> [Saved data entries]:
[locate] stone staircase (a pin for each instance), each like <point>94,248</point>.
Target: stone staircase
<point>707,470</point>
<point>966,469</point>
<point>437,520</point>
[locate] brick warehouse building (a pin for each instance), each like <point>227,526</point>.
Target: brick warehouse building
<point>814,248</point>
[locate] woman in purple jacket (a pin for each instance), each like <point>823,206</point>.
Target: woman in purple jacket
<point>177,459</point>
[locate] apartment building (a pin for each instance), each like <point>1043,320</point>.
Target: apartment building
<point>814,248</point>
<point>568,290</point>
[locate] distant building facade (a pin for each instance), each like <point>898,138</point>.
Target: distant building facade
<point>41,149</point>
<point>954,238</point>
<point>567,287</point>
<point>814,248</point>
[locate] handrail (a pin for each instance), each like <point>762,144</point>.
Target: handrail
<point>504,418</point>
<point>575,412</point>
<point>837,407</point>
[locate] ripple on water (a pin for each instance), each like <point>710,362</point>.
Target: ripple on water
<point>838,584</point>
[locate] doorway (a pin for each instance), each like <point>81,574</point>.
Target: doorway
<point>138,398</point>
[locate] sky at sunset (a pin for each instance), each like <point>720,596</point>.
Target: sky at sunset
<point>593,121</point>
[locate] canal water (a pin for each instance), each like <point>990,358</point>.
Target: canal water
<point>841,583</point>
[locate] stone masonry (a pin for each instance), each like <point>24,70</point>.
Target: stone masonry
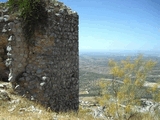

> [What to do]: All pictures are to be dropped, and the records above returned exactly.

> [Exercise answer]:
[locate] stone staircase (a pin for each instance), each like <point>94,248</point>.
Target: stone staircase
<point>707,470</point>
<point>966,469</point>
<point>437,520</point>
[locate] brick warehouse building (a pin for each instance), each like <point>227,526</point>.
Target: brick warehouse building
<point>814,248</point>
[locate] woman in purple jacket (a pin for each instance), each like <point>823,206</point>.
Target: woman in purple jacket
<point>177,459</point>
[locate] apartment building (a pin for each instance), each like <point>1043,320</point>.
Target: apartment building
<point>814,248</point>
<point>568,290</point>
[locate] distant building facade (a pin for each instance), each like <point>898,138</point>.
Target: distant building facade
<point>41,149</point>
<point>954,238</point>
<point>567,287</point>
<point>814,248</point>
[locate] handrail (a pin for each instance), each like <point>762,144</point>.
Target: handrail
<point>504,418</point>
<point>575,412</point>
<point>837,407</point>
[locate] ripple on water (a pin for each instance), each like <point>710,362</point>.
Target: ripple on water
<point>838,584</point>
[locate] doorway (a pin for each instance), each like <point>81,574</point>.
Target: doorway
<point>138,398</point>
[locate] sky at sunset (a pin for each instance), each like <point>720,596</point>.
Target: sky at sunset
<point>593,121</point>
[locate] canal water (a pin for each instance), each like <point>990,358</point>.
Target: canal water
<point>841,583</point>
[locate] stone masonry (a pin for each instance), each like <point>24,70</point>.
Target: stone masonry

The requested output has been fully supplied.